_GIVEN REQUEST:_ Copy out every item below, swapping "single dot" for "single point" each time it shows up and changing nothing else. Leave the pictures out.
########
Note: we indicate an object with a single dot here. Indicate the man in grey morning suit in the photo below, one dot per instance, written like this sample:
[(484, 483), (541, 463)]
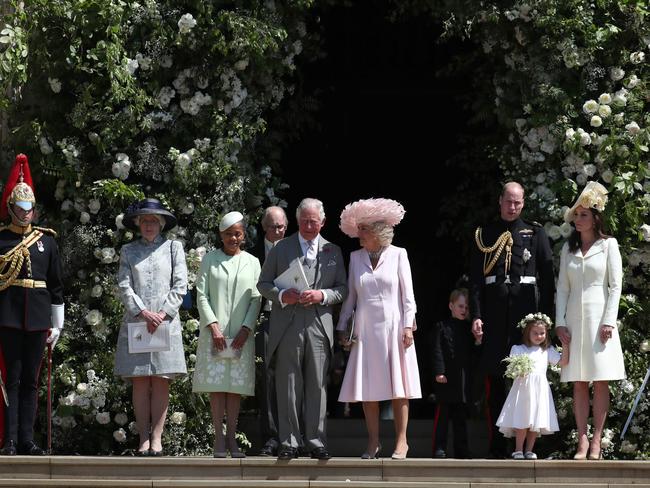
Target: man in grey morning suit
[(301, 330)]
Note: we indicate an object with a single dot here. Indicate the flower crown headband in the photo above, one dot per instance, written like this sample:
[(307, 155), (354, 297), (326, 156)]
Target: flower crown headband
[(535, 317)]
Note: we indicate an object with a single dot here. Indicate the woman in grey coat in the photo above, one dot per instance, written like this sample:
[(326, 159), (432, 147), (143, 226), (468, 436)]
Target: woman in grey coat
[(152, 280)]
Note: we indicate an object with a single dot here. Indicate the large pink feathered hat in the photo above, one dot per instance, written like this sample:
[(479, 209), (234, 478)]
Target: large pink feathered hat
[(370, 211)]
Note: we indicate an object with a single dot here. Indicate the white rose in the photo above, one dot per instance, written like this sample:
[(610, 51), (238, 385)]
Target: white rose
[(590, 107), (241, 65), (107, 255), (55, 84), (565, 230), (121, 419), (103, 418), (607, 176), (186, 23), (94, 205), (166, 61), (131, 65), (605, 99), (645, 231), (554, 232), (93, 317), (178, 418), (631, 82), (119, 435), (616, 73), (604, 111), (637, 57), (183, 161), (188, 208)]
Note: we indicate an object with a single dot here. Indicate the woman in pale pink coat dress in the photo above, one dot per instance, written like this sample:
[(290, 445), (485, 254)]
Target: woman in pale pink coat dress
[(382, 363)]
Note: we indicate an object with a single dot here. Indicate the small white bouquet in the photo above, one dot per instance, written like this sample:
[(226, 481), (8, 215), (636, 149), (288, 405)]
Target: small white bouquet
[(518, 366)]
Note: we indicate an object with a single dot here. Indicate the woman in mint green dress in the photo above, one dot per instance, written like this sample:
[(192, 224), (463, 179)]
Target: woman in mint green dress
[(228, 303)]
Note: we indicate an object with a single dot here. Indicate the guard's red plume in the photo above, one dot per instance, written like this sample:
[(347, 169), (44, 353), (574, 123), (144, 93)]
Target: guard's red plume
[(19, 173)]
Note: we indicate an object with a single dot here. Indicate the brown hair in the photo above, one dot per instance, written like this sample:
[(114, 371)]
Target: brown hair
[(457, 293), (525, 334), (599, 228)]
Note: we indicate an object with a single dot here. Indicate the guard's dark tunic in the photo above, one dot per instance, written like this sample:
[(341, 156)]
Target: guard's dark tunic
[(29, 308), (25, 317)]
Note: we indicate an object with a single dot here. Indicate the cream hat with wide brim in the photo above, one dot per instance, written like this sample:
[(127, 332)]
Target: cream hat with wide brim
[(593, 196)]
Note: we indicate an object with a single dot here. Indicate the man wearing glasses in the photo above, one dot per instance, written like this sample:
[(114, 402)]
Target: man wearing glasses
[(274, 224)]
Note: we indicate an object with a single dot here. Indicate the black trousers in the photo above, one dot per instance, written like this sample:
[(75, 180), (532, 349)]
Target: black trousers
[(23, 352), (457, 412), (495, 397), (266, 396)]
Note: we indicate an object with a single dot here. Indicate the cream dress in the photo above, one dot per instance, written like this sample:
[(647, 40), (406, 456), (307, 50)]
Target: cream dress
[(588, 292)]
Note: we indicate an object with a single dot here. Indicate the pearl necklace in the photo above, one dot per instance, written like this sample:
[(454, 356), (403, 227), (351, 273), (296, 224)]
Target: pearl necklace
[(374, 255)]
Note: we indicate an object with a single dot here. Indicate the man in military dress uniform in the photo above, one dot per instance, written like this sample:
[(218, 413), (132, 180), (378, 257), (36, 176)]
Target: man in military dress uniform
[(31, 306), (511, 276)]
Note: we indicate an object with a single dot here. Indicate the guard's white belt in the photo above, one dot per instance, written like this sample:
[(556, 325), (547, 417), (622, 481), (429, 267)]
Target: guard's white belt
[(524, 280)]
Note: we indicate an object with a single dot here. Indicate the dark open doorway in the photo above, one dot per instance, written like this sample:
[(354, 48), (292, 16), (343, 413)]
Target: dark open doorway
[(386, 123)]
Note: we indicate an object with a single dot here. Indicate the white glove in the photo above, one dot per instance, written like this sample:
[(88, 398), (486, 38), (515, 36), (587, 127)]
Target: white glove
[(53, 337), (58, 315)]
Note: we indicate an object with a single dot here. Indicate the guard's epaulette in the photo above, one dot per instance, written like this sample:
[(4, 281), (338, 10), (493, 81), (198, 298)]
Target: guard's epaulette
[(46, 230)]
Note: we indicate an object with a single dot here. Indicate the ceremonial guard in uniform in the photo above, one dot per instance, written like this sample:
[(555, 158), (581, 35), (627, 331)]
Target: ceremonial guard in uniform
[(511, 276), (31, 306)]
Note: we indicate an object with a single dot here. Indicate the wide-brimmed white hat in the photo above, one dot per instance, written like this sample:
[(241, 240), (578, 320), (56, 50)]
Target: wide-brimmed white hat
########
_FINISHED EXERCISE:_
Note: we indicate an object with a single point here. Indicate the man in grey morning suit in the photo below, one dot per instance, written like this sample:
[(484, 483), (541, 463)]
Target: man in grey morning suit
[(301, 330)]
Note: we indicate an object with a single point here. Indicate the flower crown headband in the photo above, one dot per instance, written like this sample:
[(307, 155), (354, 297), (326, 156)]
Target: flower crown headband
[(535, 317)]
Note: we indicate an object with a single point here. Indicate the woman in grey coat in the photo above, one dot per instance, written like this sample:
[(326, 159), (432, 147), (143, 226), (468, 436)]
Target: woman in grey coat
[(152, 280)]
Note: we indicate an object with a single point here. Indicate the large pink feathered hat in the photo above, one dot per instance, written like this sample:
[(479, 209), (234, 478)]
Target: large pink feathered hat
[(370, 211)]
Note: we indicate an object with a single point here. Indicate the white rose in the photo above, one dot per instance, written like this sample:
[(610, 51), (238, 385)]
Target: white rose
[(590, 107), (241, 65), (107, 255), (55, 84), (565, 230), (121, 419), (103, 418), (607, 176), (186, 23), (94, 205), (166, 61), (131, 65), (605, 99), (645, 231), (554, 232), (93, 317), (178, 418), (631, 82), (119, 435), (616, 73), (604, 111), (637, 57), (183, 161), (188, 208)]
Note: we indicate an object with a single point here. Indicate the woman in pale pink coat dress in the photo above, one dot per instance, written like this sample:
[(290, 445), (485, 254)]
Target: woman in pale pink coat dress
[(382, 363)]
Note: we indicate an object with a single point here. Indicate the small white bouquet in the photo above, one dot per instance, written like this sample:
[(226, 481), (8, 215), (636, 149), (288, 405)]
Target: small white bouquet
[(518, 366)]
Note: we indicate an object with a single point here. Indicate the woman in mint green dress in the photo above, one dot per instance, written like this sample:
[(192, 224), (463, 179)]
Target: woman in mint green dress
[(228, 303)]
Note: we indicate an object with a single point here. Indicate the guard's red plume in the photo above, one dot per instance, written like this sample:
[(347, 169), (44, 353), (574, 123), (144, 93)]
Target: guard's red plume
[(19, 173)]
Note: we indicate an object with a single point here. Indicate the brown hair in the photo above, one dot per instance, written like this sample:
[(114, 371)]
Target: brown hair
[(457, 293), (525, 334), (599, 228)]
Note: we indicate an object with a single point here. Indicate the guard's dark tunic in the photo above, one dot per instance, written like this sample:
[(341, 156)]
Target: guard's dark tunic
[(29, 308), (25, 317)]
Note: we indicate an object with a single point here. Indicate the cream hat with wide brim in the photo above, one dot per instance, written like this sample:
[(127, 332)]
Target: cream hat with wide brim
[(593, 196)]
Note: we indicate an object with a single point here. Indicate the man wearing glasses in the photo above, one dot per instance, written like this sample:
[(114, 402)]
Target: man wearing glasses
[(274, 224)]
Note: we indicate an object with a single point here. Indicate the black trousers in the photo above, one dot per instance, written like this sample:
[(75, 180), (532, 349)]
Target: black trousers
[(23, 352), (457, 412), (495, 397), (266, 396)]
Note: we indicate an object with a single point here. Indicate the cream dress in the photo above, one dot per instance, written like this sample:
[(647, 40), (406, 456), (307, 50)]
Target: cream dress
[(588, 292)]
Note: we indicate an object with a single point here. Indicate the pearl necklace in the photo above, one dot per instance, written like this sample:
[(454, 356), (403, 227), (351, 273), (296, 224)]
Target: pearl necklace
[(374, 255)]
Note: we indicate an object with a single point here. Indicate the man in military dress uniform in the photo above, one dot per instance, written like this sample:
[(218, 413), (132, 180), (378, 257), (36, 176)]
Target: man in military dress uniform
[(31, 306), (511, 276)]
Note: we indicate an object with a single point here. Indicate the guard's white belt in the photo above, one dot per instance, written like this sample:
[(556, 325), (547, 417), (622, 481), (429, 267)]
Target: guard's white belt
[(524, 280)]
Note: we indicate an object with a single point here. Indicate the dark open doorway in the photo above, one dot per instance, written like this sample:
[(354, 48), (292, 16), (343, 413)]
Target: dark open doorway
[(386, 123)]
Note: we indicate an object with a single point here. Indicate the white glove in the photo above, one dot per instance, written like this sample:
[(88, 398), (486, 38), (515, 36), (587, 127)]
Target: white glove
[(53, 337), (58, 315)]
Note: we indicate an object with a single point here. Indicate the guard's epaulette in the photo above, one dot per instance, written like this sample:
[(4, 281), (338, 10), (493, 81), (198, 298)]
Target: guard's epaulette
[(46, 230)]
Note: we indicate an object with a single point here. Indicate the ceremonial guard in uniform in the photo above, one dot per instance, written like this sample:
[(555, 158), (581, 35), (627, 331)]
Target: ceremonial guard in uniform
[(511, 276), (31, 306)]
Note: we indicate an object with a single point here. Indicate the wide-brimmed white hat in the photo above, one dot per instance, written like this sample:
[(241, 240), (578, 320), (56, 50)]
Target: wide-brimmed white hat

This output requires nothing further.